Page:
_ _ _ _ _

The AWS console lists the services available. For Machine Learning there are a range of options.

One of the services available is Amazon Rekognition. This is what we have used when writing our previous blog posts.

Amazon Rekognition enables you to analyse images

One of the things Rekognition does is object detection. We have written about using Rekognition in a previous post.

Our initial experiments were done on the basis of uploading single images at a time and looking at the output. The next step is to work out how to submit a batch of images and get output from that. AWS doesn’t have an interface that allows you to upload a batch. We have batches of images stored in the Cloud (using the ‘S3’ service), and so we need to pass sets of images from S3 to the Rekognition service and store the resulting label predictions (outputs). We also need to figure out how to provide these predictions to our contributors in a user friendly display.

_ _ _ _ _

Excerpted data:
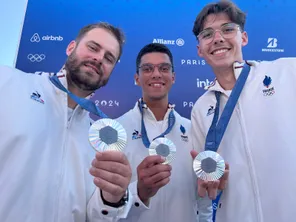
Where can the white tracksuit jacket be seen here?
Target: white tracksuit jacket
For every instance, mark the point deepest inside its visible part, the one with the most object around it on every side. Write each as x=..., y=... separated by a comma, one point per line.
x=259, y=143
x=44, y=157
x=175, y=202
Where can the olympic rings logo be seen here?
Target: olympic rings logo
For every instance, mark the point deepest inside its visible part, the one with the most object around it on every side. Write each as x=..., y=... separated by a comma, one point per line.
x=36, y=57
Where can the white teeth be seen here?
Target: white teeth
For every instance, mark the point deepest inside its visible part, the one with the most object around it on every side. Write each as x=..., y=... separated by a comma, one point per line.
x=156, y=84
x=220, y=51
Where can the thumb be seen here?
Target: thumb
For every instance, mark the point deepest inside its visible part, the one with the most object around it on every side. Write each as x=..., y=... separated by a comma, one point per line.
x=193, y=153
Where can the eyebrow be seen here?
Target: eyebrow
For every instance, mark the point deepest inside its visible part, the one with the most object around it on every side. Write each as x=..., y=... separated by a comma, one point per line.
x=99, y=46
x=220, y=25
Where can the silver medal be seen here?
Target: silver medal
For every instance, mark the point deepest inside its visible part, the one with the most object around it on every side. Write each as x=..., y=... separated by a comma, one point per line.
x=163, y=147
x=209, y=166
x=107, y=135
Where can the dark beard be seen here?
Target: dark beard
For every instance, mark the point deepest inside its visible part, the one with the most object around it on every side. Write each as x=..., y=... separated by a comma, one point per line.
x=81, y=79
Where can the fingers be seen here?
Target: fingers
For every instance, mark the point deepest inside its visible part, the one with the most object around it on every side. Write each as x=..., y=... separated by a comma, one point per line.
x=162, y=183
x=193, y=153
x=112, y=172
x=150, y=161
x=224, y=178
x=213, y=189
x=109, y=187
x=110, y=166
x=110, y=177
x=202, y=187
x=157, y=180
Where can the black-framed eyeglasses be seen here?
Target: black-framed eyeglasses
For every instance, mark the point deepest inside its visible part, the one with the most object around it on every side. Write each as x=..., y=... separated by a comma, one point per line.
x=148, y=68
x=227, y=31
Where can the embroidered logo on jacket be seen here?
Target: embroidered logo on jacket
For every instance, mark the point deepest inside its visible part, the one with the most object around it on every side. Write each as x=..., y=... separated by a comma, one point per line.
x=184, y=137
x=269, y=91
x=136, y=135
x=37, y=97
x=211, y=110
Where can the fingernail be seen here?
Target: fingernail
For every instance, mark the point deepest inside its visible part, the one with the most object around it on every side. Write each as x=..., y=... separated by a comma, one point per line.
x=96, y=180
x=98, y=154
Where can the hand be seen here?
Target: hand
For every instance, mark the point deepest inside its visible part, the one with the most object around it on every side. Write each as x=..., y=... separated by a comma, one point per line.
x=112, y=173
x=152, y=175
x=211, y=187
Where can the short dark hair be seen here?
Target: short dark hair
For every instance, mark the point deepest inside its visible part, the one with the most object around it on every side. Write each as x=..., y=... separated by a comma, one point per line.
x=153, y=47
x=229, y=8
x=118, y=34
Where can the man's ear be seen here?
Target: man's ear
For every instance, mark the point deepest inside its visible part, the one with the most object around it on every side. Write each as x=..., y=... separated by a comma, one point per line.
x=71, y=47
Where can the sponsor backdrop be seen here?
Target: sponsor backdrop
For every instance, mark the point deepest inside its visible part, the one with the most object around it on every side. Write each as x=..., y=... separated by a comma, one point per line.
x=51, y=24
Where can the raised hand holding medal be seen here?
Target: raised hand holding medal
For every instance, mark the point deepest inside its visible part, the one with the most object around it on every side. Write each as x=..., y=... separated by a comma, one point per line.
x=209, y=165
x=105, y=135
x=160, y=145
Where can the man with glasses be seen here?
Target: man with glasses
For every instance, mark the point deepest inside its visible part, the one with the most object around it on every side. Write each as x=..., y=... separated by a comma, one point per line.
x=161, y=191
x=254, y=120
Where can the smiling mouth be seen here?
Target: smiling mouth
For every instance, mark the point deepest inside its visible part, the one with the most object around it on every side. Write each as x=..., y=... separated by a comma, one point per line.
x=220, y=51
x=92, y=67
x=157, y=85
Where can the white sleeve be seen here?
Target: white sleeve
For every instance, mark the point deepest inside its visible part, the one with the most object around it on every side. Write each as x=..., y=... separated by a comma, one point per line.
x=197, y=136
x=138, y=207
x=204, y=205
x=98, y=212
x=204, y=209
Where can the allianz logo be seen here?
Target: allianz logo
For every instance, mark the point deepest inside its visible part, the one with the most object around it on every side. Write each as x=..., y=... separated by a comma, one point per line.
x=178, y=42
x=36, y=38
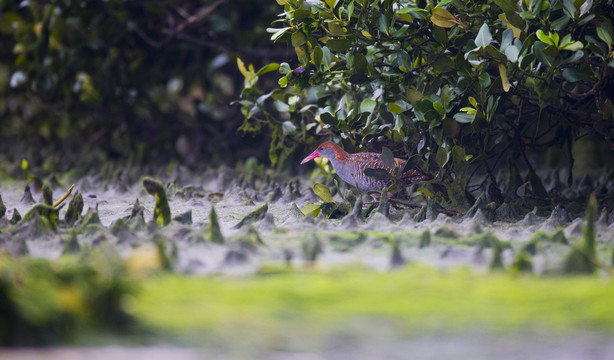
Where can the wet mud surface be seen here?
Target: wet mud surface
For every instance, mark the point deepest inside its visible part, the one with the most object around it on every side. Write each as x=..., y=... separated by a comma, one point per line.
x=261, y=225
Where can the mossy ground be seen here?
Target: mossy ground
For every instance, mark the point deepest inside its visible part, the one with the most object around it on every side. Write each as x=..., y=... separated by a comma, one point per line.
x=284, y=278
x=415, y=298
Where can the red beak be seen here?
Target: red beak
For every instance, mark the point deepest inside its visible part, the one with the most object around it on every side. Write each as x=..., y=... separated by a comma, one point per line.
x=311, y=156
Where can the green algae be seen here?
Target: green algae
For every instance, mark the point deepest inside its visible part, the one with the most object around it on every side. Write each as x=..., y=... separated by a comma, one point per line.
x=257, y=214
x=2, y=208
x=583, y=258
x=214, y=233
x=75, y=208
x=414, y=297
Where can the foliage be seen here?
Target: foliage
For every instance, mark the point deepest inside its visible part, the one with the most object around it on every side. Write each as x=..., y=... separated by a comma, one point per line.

_ _ _ _ _

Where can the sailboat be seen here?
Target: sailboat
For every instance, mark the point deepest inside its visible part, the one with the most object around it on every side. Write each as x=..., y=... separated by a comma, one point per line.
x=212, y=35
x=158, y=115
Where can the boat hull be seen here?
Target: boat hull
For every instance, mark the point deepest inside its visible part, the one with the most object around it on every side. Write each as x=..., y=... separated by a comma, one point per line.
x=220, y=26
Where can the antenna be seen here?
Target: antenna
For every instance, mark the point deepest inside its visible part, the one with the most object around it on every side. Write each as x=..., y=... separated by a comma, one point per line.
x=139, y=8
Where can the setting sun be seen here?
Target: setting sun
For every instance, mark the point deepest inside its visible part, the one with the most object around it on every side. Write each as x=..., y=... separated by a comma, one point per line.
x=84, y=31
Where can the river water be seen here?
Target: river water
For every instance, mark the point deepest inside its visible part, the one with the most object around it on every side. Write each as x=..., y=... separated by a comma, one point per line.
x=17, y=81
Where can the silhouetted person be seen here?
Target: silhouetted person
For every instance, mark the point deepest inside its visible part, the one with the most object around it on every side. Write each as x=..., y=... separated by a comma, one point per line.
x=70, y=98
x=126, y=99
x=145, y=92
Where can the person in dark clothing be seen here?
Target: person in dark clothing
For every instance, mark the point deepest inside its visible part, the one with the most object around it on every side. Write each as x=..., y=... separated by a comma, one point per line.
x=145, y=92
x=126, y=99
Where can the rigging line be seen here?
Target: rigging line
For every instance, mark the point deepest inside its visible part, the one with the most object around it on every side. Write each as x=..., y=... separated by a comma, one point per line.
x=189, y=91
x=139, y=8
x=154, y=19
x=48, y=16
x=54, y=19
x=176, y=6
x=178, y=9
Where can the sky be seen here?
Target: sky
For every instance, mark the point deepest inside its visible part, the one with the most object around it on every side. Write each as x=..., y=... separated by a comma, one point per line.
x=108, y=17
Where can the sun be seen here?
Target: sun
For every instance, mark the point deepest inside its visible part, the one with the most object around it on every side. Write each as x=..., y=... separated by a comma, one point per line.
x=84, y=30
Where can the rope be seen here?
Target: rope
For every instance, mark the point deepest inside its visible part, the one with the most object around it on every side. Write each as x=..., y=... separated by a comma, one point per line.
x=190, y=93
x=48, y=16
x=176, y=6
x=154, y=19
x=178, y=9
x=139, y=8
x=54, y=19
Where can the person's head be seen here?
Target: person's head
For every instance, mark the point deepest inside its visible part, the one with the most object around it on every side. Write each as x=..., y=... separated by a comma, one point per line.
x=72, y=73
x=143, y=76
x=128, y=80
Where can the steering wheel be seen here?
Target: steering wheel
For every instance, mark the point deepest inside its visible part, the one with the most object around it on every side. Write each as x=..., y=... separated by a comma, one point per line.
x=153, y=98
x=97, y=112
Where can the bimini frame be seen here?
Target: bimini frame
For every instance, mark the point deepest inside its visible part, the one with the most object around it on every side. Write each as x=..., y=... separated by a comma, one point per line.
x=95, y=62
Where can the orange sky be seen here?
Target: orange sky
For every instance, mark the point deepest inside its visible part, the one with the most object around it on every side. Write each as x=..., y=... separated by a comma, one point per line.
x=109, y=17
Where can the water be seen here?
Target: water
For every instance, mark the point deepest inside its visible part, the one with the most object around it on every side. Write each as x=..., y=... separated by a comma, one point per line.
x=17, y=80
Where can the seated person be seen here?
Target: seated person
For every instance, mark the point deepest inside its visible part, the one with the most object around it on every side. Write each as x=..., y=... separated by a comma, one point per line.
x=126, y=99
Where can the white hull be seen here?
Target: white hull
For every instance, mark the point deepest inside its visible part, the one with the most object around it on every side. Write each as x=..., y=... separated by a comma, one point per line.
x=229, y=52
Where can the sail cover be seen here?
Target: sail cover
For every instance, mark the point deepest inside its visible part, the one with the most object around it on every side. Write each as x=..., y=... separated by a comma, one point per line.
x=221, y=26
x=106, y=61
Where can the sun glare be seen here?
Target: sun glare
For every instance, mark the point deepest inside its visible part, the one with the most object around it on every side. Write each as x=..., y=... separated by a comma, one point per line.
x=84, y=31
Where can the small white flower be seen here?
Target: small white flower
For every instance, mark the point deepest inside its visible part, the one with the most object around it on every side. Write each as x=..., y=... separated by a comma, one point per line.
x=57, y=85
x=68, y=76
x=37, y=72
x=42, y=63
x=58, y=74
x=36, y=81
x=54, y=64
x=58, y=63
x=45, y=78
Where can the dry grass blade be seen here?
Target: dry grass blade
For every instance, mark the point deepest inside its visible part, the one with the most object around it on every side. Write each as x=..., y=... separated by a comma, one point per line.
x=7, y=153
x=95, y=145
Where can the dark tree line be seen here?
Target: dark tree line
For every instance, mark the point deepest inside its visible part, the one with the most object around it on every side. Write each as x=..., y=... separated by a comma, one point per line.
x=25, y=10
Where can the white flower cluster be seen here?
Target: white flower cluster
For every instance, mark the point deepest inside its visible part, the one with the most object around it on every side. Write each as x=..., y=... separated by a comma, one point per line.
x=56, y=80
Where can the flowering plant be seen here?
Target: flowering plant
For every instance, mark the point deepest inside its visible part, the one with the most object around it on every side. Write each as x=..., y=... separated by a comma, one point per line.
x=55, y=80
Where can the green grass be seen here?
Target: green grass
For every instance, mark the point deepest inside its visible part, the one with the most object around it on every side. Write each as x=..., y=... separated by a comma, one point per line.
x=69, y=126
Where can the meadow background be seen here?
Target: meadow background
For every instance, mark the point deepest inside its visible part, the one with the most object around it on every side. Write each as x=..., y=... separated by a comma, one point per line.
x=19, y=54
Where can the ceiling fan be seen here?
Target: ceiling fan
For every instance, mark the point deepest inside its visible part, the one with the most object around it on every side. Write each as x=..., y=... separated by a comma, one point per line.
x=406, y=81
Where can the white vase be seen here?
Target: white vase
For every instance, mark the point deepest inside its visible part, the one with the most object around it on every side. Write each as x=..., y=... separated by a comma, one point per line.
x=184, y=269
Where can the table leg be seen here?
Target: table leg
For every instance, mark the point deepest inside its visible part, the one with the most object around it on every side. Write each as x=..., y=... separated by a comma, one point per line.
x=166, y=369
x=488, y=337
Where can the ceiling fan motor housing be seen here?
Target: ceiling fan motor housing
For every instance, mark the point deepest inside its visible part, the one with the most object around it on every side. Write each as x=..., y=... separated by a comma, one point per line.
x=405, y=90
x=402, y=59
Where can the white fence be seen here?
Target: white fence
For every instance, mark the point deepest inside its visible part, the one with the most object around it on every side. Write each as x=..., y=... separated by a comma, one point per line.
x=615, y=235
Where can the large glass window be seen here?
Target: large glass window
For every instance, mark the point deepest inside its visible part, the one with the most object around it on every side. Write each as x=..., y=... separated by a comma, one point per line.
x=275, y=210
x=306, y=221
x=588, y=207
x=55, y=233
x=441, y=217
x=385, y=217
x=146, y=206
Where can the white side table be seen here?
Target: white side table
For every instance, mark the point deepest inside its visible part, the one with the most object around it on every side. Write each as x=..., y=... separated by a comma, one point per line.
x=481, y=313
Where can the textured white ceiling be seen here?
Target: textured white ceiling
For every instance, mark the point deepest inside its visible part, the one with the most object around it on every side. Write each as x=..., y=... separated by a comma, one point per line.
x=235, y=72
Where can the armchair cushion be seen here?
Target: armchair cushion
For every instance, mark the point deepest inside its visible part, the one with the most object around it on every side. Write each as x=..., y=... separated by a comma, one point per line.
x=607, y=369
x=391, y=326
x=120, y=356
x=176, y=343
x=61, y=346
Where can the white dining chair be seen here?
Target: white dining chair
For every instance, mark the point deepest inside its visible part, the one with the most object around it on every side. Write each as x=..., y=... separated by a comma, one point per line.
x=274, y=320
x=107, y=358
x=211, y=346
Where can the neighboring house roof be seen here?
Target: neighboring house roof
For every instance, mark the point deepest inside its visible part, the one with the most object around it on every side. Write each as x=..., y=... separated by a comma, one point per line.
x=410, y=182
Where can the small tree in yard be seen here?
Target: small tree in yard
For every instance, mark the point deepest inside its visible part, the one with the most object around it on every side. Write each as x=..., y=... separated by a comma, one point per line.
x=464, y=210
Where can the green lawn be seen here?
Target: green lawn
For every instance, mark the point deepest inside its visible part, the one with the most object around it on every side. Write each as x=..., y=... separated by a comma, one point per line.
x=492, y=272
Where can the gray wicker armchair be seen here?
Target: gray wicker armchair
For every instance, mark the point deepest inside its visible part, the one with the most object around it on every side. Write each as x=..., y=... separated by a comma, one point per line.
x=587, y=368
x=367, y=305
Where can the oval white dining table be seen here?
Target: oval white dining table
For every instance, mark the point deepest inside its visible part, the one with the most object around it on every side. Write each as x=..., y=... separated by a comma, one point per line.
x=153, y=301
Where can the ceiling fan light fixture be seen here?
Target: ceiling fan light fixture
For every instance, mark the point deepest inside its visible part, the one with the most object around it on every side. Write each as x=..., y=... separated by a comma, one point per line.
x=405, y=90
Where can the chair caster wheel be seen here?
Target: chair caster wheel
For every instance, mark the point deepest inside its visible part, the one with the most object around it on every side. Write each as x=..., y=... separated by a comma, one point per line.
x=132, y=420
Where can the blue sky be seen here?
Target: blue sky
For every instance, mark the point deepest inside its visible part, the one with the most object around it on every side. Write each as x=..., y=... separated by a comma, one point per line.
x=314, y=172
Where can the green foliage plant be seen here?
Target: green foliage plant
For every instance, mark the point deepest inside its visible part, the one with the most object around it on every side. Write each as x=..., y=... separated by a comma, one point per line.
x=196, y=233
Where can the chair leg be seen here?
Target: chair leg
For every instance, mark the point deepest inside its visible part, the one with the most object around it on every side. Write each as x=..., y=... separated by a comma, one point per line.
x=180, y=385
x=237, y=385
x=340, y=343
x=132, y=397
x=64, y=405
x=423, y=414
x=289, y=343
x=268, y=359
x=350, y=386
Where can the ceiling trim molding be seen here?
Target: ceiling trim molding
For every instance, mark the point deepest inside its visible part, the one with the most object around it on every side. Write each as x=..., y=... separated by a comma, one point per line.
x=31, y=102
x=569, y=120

_ _ _ _ _

Goals:
(a) Reproduce the lines of the entries that start with the line containing "Where can the green grass be seen here?" and run through the line containing "x=69, y=126", with both of those lines included.
(b) Pick up the piece on Amazon Rekognition and continue it from where it stops.

Answers:
(a)
Where can the green grass be seen here?
Target: green grass
For every instance, mark the point deepest inside its visible part, the one with the most object around it on every side. Write each as x=..., y=... separated by a comma, one point per line.
x=69, y=126

(b)
S3 provides a storage facility (‘buckets’), where we have uploaded images from our Labs participants

After substantial research into approaches that we could take, we decided to use the AWS Lambda and DynamoDB services along with Rekognition and S3. Lambda is a service that allows you to run code without having to set up the virtual machine infrastructure (it is often referred to as a serverless approach). We used some ‘blueprint’ Lambda code (written in Python) as the basis, and extended it for our purposes.

One of the blueprints is for using Rekognition to detect faces

Using something like AWS does not mean that you get this type of facility out of the box. AWS provides the infrastructure and the interfaces are reasonably user friendly, but it does not provide a full blown application for doing Machine Learning. We have to do some development work in order to use Rekognition, or other ML tools, for a set of images.

A slice of the code – the images are taken from the S3 bucket and Rekognition provides a response with levels of confidence.

Lambda is set up so the code will run every time an image is placed in the S3 bucket. It then passes the output (label prediction) to another AWS service, called DynamoDB, which is a ‘NoSQL’ database.

DynamoDB output

In the above image you can see an excerpt from the output from running the Lambda code. This is for image U DX336-1-6.jpg (see below) and it has predicted ‘tree’ with a confidence level of 94.51 percent. Ideally we wanted to add the ‘bounding box’ which provides the co-ordinates for where the object is within the image.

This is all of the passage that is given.